PASSAGE FOR REVIEW →
= = = = =
Conceptual Framework: Why do Family Policies Change?
Our analysis of the reforms is guided by a conceptual framework developed by Margitta Matzke and Ilona Ostner (Matzke, Ostner 2010a) to explain change in European family policy. It combines the two main types of explanation for welfare reforms: ideas (from the constructivist paradigm of policy studies) and material-institutional factors (from institutionalist approaches). Both societal dynamics and narrower political factors can be identified within each type of explanation for why new policies are adopted.
Matzke and Ostner (Matzke, Ostner 2010b: 474) highlight that policy ideas are 'the crucial driving forces that turn political opportunities into policy innovation.' New ideas have causal power in terms of determining the content of reforms, for example the changes in goals and delivery of welfare services. There are both societal and political explanations for the evolution of new policy ideas. Public opinion - albeit influenced by media and political discourses - can be important in seeking or alternatively blocking change, for example in the case of the public protests in Russia in 2005 over the monetisation of benefits (Wengle, Rasell 2008). Within the political field, considerable attention is often paid to 'epistemic communities' as the generators of ideas. These are specialists from think tanks, politics, academia and NGOs who have expert knowledge in a particular field and who contribute to the development of policy solutions 'in the early policy design stages of the policy cycle where the uncertainty of novel policy problems is at its peak' (Dunlop 2013: 230). Such expert knowledge frequently has a transnational aspect in terms of ideas that are circulating globally or the direct involvement of foreign experts in policy development (Dunlop 2013: 230).
Research in the early 2000s found limited opportunities for advocacy coalitions/epistemic communities to promote family-like alternatives in Russia due to institutional inertia, limited household finances and unfamiliarity with adopting and fostering in Russian society (Holm-Hansen et al. 2005: 77). The fit between expert/NGO messages and political discourses is also an important consideration: Bogdanova and Bindman (2016: 169) write that 'the current discourse of the state social policy has to be taken into account' when analysing Russian NGO involvement in social policy at the regional level because whilst the 'protection of children is legitimated by the current political mood ... not every project for child protection can be promoted.' The ideas of epis-temic communities thus need to fit with the thinking and rhetoric from decision-makers on a particular issue in order to contribute to ideational change in policy circles.
Yet, ideational explanations are not sufficient to fully explain policy shifts. Material and institutional forces are important in shaping the prioritisa-tion of new ideas and their translation into concrete legislation and policies. For example, the potential impact of epistemic communities and non-governmental
actors will inevitably be shaped by the openness of a political system and the existence of channels for societal-government dialogue. The recent development of partnership' or network' styles of governance in Russia thus provides a platform for epistemic communities to present their ideas and proposals (Berg-Nordlie et al. 2017). The nature of a political system and balance of power between various political and societal actors are also important, as Duma and regional opposition to social welfare reforms in Russia in the 1990's clearly demonstrated (Cook 2007). In some cases, organised groups and civil society actors can be important drivers or else obstacles to change, from NGOs to professional and public unions. More widely, contextual factors also affect the impetus and range of options for reform, for example population demographic factors, state budgetary resources and levels of expertise in government circles, all of which have constrained social policy in Russia in the 1990's and 2000's.
= = = = =
(Source data)
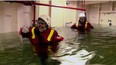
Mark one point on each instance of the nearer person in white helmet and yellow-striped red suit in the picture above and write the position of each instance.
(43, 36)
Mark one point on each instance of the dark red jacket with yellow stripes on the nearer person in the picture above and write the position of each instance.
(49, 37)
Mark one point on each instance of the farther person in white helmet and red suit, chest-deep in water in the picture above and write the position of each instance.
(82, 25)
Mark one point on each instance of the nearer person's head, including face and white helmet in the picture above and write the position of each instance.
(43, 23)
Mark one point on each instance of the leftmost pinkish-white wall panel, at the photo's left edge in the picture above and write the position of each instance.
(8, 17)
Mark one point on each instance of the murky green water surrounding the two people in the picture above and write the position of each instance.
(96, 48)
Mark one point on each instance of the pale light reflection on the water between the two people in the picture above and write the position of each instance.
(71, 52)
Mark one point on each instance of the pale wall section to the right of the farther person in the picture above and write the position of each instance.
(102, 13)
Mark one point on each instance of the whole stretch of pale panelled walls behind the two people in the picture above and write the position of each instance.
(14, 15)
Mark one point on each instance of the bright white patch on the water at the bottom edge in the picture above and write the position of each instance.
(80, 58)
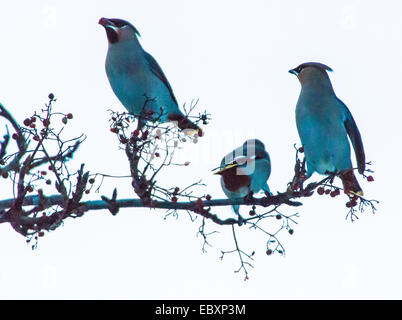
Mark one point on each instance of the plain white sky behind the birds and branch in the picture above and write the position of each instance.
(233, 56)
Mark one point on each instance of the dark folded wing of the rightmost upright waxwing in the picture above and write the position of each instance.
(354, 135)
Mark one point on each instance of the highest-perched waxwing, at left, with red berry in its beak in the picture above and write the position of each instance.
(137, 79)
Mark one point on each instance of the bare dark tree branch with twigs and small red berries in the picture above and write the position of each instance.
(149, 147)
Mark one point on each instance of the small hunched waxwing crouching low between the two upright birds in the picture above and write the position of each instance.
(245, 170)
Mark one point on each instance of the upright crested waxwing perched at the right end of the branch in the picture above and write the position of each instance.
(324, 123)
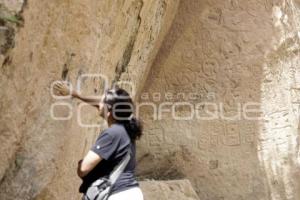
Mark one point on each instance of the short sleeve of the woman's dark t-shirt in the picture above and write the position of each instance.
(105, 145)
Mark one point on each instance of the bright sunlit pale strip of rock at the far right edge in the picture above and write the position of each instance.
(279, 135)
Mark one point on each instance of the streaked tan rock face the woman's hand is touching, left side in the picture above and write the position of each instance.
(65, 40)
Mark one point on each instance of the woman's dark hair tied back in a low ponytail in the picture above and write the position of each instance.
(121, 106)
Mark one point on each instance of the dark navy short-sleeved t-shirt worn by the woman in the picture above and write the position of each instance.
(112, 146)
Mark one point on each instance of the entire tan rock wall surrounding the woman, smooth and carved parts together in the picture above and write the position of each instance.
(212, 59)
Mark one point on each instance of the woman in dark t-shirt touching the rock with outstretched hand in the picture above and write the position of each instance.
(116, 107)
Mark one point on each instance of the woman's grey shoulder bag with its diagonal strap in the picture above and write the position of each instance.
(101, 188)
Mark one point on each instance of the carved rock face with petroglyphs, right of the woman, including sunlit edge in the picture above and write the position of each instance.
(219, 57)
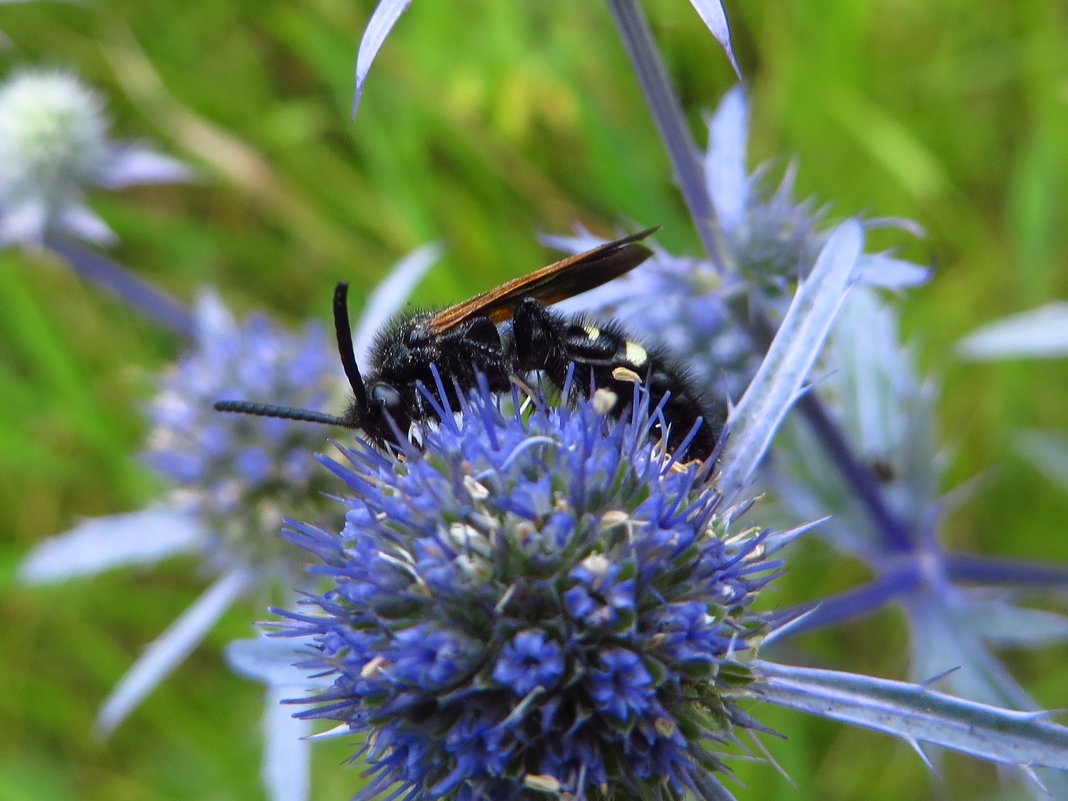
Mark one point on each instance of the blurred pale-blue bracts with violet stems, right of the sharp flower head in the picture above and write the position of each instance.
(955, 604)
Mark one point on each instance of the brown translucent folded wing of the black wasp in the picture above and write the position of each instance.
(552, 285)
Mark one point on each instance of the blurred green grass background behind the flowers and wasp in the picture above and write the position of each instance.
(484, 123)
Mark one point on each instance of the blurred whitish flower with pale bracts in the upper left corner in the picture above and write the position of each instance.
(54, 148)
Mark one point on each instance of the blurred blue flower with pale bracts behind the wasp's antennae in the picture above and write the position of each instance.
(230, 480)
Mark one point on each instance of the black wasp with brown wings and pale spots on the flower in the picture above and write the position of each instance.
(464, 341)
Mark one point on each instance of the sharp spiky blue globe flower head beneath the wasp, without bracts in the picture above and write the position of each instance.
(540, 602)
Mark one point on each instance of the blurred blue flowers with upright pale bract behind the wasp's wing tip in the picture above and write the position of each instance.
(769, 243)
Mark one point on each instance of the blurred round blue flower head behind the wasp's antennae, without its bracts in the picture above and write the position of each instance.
= = = = =
BRIEF A → In the passage on why family policies change, who developed the conceptual framework that guides the analysis of the reforms?
BRIEF B → Carry on the passage on why family policies change, starting right after its final sentence.

REPLY A → Margitta Matzke and Ilona Ostner.

REPLY B →
In sum, both ideational and institutional factors are important in shaping policy change and indeed cannot be fully separated in practice, for example the knowledge of expert groups and institutional platforms through which they can relay ideas and messages. Table 1 summarises the framework (based on Matzke Ostner 2010 a: 393) that we utilise to explain the change in Russian child welfare policy:
Table 1
Conceptual framework to explain child welfare policy change in Russia
Dynamics and agents of change
Societal explanations
Material and institutional factors
Driving forces
Ideas
Demographic pressures; socio-economic factors; societal groups and organised interests
Political explanations
Political system; institutional actors; policymaking structures
Public opinion, mass attitudes
Epistemic communities, rhetoric action by political actors
In line with the framework, the next section considers ideational factors driving the child welfare reforms in Russia, highlighting the role of global norms, local NGOs, government focus on children's well-being and public opinion. After this, we explore the material and institutional factors in the 2010s that meant these ideas could find realisation in new laws and decrees.
Idealist explanations: global norms, public opinion and epistemic communities
Global norms and NGOs
Debates about the potential reform of Russia's child welfare system were strongly shaped in the 1990's onwards by the international push towards deinstitu-tionalisation. A range of United Nations and Council of Europe initiatives exposed Russian policy structures to international ideas on children's rights and family-based care, on which Russia has needed to report at regular intervals. These international norms had influence in both societal and political arenas (cf. Holm-Hansen et al. 2005). During the relatively open Yeltsin period, Russian NGOs, activists and reform-minded practitioners co-operated with international charities, organisations and funding programmes, thus receiving the opportunity to apply the rights-based and child-focused approaches promoted around the world. International projects meant that some individual children's homes started reform processes and several regions piloted their own models of family care and fostering. Yet, these projects were rather fragmented and there was no change to the overall model of institutional care, which remained subject to on-going criticism by both local and international NGOs (Levada Centre 2010; Human Rights Watch 2014). The international collaboration of NGOs has been increasingly restricted since the mid-2000s (Johnson et al. 2016; Skokova et al. forthcoming), but they have continued to utilise their professional experience and act as clear advocates and 'experts' in the field of dein-stitutionalisation and children's rights through media reports, interviews, adverts, events and continued participation in international networks and events. Crucially, though, they needed adequate policy structures to transmit their ideas and advice, which happened only later, as discussed below.
Increased government rhetoric
about children left without parental care
Since the mid-2000's, Russian governments have increasingly prioritised social and family issues, including pro-natalist measures to stimulate the birth rate, the creation of children's rights commissioners at the federal and regional level, funding streams for NGO projects around children and families and a conservative, nationalistically tinged rhetoric about the importance of 'traditional' family values in Russia.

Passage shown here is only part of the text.